**Study text**
········

Merck & Co. Inc. shares rose 8.3 percent yesterday on surprise word from the company that strong sales had lifted its quarterly profit as much as 25 percent over last year.
Merck's announcement late Thursday night, after markets had closed, was followed yesterday morning by more positive news for the drugmaker: A federal judge in New Jersey threw out a Vioxx-related securities lawsuit by investors.
U.S. District Judge Stanley Chesler in Newark ruled that the consolidated claims were barred under statutes of limitations, according to Merck.
On the New York Stock Exchange, Merck shares closed yesterday at $50.21, a gain of $3.85. It appeared to be Merck's biggest one-day gain since February 2005.
In its announcement Thursday night, Merck said it had seen "strong revenue performance across the company's range of products" in the first quarter.
As a result, it said it anticipated first-quarter earnings - to be announced formally next Thursday - to reach 84 cents a share.
That figure is roughly 25 percent higher than its previous guidance in February of between 63 cents and 67 cents a share. The per-share profit figure excludes restructuring charges.

········

**Your instructions**
Could you transcribe the Merck news report, starting with "Merck & Co." and going on through "the first quarter."?

········

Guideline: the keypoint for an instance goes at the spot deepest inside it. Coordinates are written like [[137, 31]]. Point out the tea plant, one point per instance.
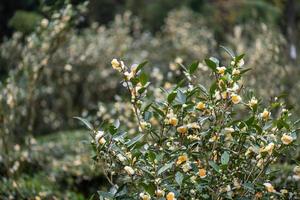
[[196, 143]]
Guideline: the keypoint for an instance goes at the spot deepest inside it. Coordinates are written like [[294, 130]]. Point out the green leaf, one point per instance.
[[141, 65], [158, 111], [149, 187], [225, 158], [245, 70], [147, 115], [105, 195], [211, 64], [228, 50], [179, 178], [144, 79], [213, 88], [86, 122], [134, 140], [181, 97], [249, 186], [193, 67], [172, 96], [203, 89], [214, 166], [165, 168]]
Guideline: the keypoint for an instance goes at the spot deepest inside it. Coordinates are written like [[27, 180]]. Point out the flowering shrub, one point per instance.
[[19, 97], [196, 142]]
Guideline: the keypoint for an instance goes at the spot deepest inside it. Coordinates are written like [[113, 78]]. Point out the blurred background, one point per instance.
[[55, 64]]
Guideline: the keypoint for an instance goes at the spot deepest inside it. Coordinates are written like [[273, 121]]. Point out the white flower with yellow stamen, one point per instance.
[[129, 170], [202, 173], [253, 102], [235, 98], [182, 129], [181, 159], [116, 64], [200, 105], [99, 138], [170, 196], [269, 187], [269, 148], [186, 167], [235, 72], [145, 196], [221, 70], [160, 193], [265, 114], [240, 63]]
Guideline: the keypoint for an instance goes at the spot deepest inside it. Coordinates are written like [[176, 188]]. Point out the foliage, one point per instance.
[[196, 142], [25, 21], [59, 166]]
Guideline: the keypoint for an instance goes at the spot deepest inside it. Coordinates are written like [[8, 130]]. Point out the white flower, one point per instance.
[[116, 64], [145, 196], [221, 70], [160, 193], [99, 138], [252, 102], [229, 130], [186, 167], [129, 170], [236, 98], [235, 72], [44, 22], [286, 139], [269, 187], [241, 63]]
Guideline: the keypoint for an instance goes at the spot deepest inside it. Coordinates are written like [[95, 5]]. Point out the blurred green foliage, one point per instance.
[[24, 21]]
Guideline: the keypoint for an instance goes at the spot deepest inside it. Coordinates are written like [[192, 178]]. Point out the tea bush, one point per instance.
[[196, 143]]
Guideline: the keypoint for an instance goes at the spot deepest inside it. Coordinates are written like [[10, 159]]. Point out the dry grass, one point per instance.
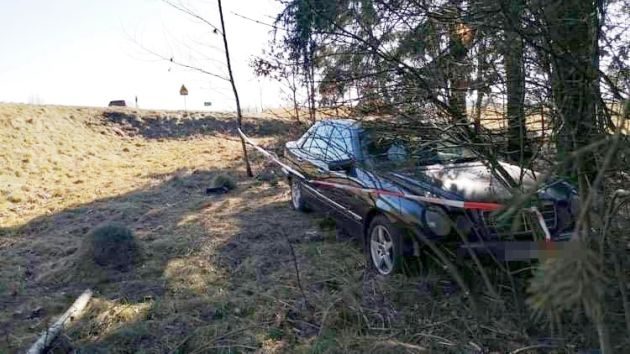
[[217, 273]]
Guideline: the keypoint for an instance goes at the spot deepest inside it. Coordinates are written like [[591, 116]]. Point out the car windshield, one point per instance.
[[391, 149]]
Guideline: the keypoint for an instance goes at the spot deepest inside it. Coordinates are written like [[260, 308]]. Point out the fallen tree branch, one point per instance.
[[75, 311]]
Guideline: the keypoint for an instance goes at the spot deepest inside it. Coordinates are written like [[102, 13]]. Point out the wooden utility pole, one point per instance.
[[239, 116]]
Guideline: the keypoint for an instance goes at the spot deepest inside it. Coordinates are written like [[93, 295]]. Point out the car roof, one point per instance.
[[349, 123]]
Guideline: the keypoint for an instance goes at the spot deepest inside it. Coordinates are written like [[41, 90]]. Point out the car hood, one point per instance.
[[471, 181]]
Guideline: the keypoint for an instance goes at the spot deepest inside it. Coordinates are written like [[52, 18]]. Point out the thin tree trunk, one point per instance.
[[574, 77], [239, 116], [518, 145]]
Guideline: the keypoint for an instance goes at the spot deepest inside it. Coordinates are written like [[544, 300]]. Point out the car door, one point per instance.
[[351, 203], [311, 158]]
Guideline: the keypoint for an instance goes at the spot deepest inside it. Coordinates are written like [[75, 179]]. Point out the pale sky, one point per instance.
[[80, 52]]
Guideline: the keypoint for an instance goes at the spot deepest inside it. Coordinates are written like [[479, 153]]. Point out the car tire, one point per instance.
[[384, 247], [297, 195]]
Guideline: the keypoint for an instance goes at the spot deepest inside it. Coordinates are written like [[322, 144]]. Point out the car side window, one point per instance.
[[340, 144]]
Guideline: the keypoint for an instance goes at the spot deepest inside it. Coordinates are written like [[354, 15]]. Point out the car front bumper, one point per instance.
[[516, 250]]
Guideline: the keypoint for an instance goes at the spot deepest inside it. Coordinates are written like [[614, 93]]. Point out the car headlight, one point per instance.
[[437, 221]]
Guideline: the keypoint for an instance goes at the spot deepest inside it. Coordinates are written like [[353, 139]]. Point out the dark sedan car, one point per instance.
[[363, 176]]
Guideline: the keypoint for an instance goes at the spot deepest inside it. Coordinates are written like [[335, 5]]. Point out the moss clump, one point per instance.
[[112, 246], [224, 180]]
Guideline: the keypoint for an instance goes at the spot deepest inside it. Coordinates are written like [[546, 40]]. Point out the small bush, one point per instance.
[[113, 246], [224, 180]]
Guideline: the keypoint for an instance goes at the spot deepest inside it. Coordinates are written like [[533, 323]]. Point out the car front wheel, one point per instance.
[[384, 246]]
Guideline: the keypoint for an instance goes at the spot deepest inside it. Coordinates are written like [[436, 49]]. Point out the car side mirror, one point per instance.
[[341, 165]]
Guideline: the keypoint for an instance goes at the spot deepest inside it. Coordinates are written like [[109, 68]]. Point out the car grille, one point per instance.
[[522, 223]]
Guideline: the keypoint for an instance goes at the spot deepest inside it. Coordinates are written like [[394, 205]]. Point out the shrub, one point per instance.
[[224, 180], [113, 246]]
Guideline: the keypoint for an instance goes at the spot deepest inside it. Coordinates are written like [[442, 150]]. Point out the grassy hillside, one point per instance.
[[216, 272]]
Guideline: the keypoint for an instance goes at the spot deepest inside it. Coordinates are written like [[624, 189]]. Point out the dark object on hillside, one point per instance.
[[117, 103], [217, 190], [357, 159], [221, 183], [112, 246]]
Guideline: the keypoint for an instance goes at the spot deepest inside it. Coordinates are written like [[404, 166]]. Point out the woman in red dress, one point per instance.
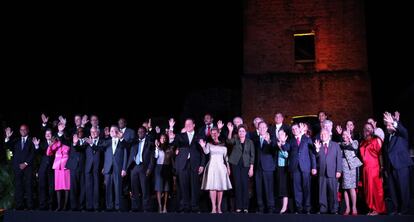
[[372, 181]]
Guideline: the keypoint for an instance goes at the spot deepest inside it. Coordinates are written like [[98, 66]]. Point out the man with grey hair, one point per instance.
[[329, 157]]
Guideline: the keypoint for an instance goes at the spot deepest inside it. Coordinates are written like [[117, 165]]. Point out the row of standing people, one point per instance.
[[255, 154]]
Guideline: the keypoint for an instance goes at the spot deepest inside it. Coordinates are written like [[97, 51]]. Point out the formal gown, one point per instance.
[[215, 175], [62, 175], [374, 194]]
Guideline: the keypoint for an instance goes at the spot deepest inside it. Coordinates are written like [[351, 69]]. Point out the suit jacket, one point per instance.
[[300, 156], [197, 157], [265, 155], [396, 152], [115, 162], [286, 128], [61, 153], [21, 155], [331, 163], [248, 154], [45, 160], [129, 135], [93, 155], [77, 156], [147, 154]]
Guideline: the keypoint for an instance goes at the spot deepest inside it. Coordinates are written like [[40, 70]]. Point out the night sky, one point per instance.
[[198, 45]]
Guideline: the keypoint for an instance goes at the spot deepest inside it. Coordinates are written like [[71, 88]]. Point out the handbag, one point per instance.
[[352, 159]]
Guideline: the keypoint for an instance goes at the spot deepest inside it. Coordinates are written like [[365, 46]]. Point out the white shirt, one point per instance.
[[190, 139], [114, 144], [159, 155], [141, 148]]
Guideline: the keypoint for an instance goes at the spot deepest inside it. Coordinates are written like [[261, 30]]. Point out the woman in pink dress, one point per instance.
[[371, 155], [62, 175]]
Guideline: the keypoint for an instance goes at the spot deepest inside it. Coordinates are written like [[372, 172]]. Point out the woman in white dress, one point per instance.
[[216, 176]]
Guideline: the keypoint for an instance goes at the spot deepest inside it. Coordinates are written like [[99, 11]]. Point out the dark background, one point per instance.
[[146, 61]]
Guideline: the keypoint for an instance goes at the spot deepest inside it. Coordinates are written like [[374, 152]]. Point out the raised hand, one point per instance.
[[388, 117], [230, 126], [171, 123], [267, 137], [202, 143], [251, 172], [283, 136], [8, 132], [149, 123], [75, 139], [171, 134], [397, 116], [220, 124], [84, 120], [317, 145], [339, 129], [106, 131], [36, 141], [45, 118], [120, 134], [338, 175], [302, 128], [61, 126], [62, 120], [89, 140]]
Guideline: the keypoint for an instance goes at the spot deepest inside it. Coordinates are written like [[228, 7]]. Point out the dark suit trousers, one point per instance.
[[189, 181], [301, 188], [92, 187], [113, 184], [264, 180], [46, 186], [140, 183], [328, 187], [399, 187], [241, 185], [23, 185], [77, 189]]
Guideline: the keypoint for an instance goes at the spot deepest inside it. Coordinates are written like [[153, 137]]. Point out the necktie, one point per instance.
[[208, 130], [113, 146], [138, 157], [22, 143]]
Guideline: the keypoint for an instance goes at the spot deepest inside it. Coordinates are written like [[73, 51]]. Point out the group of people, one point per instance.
[[280, 161]]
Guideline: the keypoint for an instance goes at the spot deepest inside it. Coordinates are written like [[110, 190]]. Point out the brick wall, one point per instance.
[[337, 82]]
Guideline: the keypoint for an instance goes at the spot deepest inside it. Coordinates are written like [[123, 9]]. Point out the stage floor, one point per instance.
[[68, 216]]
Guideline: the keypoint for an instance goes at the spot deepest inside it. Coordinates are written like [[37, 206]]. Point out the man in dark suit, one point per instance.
[[76, 165], [205, 131], [329, 156], [129, 134], [397, 162], [115, 165], [189, 163], [254, 135], [92, 168], [23, 153], [279, 125], [265, 167], [301, 162], [46, 173], [141, 163]]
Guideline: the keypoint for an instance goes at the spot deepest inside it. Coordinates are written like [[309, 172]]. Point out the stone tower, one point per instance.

········

**Written response**
Merck & Co. Inc. shares rose 8.3 percent yesterday on surprise word from the company that strong sales had lifted its quarterly profit as much as 25 percent over last year.
Merck's announcement late Thursday night, after markets had closed, was followed yesterday morning by more positive news for the drugmaker: A federal judge in New Jersey threw out a Vioxx-related securities lawsuit by investors.
U.S. District Judge Stanley Chesler in Newark ruled that the consolidated claims were barred under statutes of limitations, according to Merck.
On the New York Stock Exchange, Merck shares closed yesterday at $50.21, a gain of $3.85. It appeared to be Merck's biggest one-day gain since February 2005.
In its announcement Thursday night, Merck said it had seen "strong revenue performance across the company's range of products" in the first quarter.